● What you will do:
A) In the introduction about KEIPA, rewrite the paragraph beginning "Predicting peptide-protein interactions is essential" as a concise bulleted list that keeps its main facts.
B) According to the introduction about KEIPA, why does the method construct representation maps of peptide-protein pairs, and why does its knowledge-enhanced module incorporate prior knowledge? Answer in one to three sentences.

● Selected passage:
----------

Introduction
Predicting peptide-protein interactions is essential for peptide drug development and protein function research. Recent deep learning-based approaches have shown promising performance, but two challenges remain: how to fully represent and integrate multi-source information such as peptide and protein sequences and structures, and provide actual biological annotation of their interactions, and how to explicitly model and learn residue-level pairwise interactions between peptides and proteins to achieve better predictive performance and interpretability. Here, we propose a knowledge-enhanced interpretable pragmatic analysis method (KEIPA). KEIPA initially integrates multi-source information of peptides and proteins through intra-linguistic contextual representations. It then leverages extra-linguistic contextual representations to construct representation maps of peptide-protein pairs, enabling explicit learning of residue-level pairwise non-covalent interactions. Besides, the knowledge-enhanced module incorporates prior knowledge to promote coordinated interaction between various non-covalent bonds. Finally, using a multi-task learning framework, KEIPA simultaneously predicts peptide-protein non-covalent interactions and their specific non-covalent bond types, enabling biological sequence pragmatic analysis. Experiments on multiple independent test datasets demonstrate that KEIPA achieves superior overall performance compared to state-of-the-art baseline methods and provides interpretable insights into the prediction results. Furthermore, evaluations in other similar biological tasks indicate that KEIPA's method for biological sequence pragmatic analysis is highly generalizable, establishing a new paradigm for AI-driven life science research.
Figure 1. The model architecture of KEIPA. KEIPA is a neural network model designed to achieve biological sequence pragmatic analysis, and it can be mainly divided into two parts: intra-linguistic and extra-linguistic contextual representation.

----------

● Extracted data:
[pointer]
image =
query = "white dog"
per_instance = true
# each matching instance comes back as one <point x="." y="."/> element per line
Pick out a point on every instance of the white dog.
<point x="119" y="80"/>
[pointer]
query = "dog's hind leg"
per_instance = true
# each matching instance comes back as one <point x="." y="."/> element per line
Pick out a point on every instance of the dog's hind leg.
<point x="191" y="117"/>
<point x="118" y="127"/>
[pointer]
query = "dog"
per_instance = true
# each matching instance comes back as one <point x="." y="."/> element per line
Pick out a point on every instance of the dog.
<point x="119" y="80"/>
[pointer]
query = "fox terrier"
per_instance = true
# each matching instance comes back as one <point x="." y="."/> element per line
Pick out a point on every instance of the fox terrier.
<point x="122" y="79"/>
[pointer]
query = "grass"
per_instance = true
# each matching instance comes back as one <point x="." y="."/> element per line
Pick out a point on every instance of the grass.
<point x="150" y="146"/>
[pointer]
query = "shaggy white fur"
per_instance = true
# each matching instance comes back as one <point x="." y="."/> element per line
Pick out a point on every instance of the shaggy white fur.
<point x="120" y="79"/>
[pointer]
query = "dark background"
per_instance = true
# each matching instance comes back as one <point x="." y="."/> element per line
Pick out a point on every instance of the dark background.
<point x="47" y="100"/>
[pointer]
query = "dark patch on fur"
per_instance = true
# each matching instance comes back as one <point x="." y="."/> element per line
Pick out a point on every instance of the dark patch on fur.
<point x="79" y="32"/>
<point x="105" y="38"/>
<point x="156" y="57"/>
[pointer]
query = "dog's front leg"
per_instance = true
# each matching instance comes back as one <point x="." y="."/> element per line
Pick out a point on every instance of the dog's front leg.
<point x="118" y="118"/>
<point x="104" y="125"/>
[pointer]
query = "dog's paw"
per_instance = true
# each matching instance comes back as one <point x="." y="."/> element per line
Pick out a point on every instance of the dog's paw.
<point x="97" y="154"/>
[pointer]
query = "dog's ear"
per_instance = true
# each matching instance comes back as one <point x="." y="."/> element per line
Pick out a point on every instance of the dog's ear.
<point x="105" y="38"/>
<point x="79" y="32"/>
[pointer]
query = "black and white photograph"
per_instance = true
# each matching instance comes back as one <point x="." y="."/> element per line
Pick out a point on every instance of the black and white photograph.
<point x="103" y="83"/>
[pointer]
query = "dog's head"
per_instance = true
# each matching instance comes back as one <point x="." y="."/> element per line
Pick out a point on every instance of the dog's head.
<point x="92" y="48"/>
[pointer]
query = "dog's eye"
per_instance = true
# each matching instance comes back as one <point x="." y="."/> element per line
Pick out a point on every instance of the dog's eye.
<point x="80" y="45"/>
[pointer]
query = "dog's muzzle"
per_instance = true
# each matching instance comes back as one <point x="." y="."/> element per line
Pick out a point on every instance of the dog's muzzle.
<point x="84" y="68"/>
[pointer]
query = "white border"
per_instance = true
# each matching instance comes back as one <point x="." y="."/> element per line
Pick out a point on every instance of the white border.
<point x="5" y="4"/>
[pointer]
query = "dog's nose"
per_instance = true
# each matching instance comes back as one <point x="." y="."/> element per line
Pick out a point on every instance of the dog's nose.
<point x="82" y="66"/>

----------

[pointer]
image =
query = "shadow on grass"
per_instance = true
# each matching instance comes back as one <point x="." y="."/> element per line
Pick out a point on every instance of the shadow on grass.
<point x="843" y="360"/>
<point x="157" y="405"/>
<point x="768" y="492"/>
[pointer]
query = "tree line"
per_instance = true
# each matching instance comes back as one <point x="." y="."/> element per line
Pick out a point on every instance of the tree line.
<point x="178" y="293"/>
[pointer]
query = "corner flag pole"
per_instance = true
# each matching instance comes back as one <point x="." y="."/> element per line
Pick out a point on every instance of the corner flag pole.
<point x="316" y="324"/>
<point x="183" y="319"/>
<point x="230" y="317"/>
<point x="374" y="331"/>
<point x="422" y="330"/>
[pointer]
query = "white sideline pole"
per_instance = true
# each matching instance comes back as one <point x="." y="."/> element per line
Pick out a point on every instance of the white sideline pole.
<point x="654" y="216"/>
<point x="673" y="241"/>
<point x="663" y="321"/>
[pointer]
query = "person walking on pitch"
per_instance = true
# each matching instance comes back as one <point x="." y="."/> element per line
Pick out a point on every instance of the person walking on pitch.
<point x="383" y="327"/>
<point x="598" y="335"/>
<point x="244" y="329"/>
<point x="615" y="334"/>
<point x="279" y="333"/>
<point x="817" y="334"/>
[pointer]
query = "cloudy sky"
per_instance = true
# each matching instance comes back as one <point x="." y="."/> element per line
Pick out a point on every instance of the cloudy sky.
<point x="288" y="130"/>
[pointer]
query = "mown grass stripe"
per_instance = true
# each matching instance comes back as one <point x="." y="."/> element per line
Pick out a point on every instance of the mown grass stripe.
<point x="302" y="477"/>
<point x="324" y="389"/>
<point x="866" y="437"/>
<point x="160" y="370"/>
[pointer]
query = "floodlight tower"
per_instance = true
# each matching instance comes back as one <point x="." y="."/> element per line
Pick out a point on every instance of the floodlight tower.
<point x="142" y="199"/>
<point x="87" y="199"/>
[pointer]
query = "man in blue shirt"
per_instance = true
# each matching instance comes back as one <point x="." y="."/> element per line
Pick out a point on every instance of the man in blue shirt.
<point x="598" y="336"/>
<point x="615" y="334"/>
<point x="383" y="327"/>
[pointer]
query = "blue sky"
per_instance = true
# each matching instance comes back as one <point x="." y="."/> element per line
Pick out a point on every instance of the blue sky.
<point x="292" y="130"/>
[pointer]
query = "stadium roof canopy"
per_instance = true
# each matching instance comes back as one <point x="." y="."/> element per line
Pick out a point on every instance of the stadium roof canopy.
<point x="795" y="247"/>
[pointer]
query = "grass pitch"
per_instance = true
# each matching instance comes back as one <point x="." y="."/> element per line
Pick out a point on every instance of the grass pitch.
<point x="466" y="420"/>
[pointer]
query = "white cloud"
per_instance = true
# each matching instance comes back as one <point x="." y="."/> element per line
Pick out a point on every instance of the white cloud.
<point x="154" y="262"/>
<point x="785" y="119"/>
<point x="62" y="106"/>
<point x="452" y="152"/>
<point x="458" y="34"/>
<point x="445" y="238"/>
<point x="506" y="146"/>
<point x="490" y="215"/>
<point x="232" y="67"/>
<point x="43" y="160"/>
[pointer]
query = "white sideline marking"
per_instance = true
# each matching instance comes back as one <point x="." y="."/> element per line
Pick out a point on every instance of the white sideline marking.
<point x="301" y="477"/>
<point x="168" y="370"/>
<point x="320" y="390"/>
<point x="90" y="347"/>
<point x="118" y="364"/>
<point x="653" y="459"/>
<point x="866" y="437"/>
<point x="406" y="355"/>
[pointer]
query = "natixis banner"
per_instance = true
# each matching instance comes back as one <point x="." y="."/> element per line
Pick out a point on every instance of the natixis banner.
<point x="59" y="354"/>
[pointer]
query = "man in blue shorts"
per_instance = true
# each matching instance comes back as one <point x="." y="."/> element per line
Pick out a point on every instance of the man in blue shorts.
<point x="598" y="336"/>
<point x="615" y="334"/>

----------

● Expected results:
A)
- Predicting peptide-protein interactions is essential for peptide drug development and protein function research.
- Deep learning approaches show promise, but two challenges remain:
  - fully representing and integrating multi-source information (peptide and protein sequences and structures) while providing actual biological annotation of their interactions
  - explicitly modeling residue-level pairwise interactions between peptides and proteins for better predictive performance and interpretability
- The proposed method is KEIPA, a knowledge-enhanced interpretable pragmatic analysis method, which works as follows:
  - It integrates multi-source information through intra-linguistic contextual representations.
  - It uses extra-linguistic contextual representations to build representation maps of peptide-protein pairs, allowing explicit learning of residue-level pairwise non-covalent interactions.
  - A knowledge-enhanced module adds prior knowledge to promote coordinated interaction between various non-covalent bonds.
  - A multi-task learning framework predicts both peptide-protein non-covalent interactions and their specific bond types.
- On multiple independent test datasets, KEIPA outperforms state-of-the-art baselines overall and offers interpretable insights.
- Evaluations on similar biological tasks show the approach is highly generalizable, establishing a new paradigm for AI-driven life science research.

B) KEIPA constructs representation maps of peptide-protein pairs to enable explicit learning of residue-level pairwise non-covalent interactions. Its knowledge-enhanced module incorporates prior knowledge to promote coordinated interaction between various non-covalent bonds.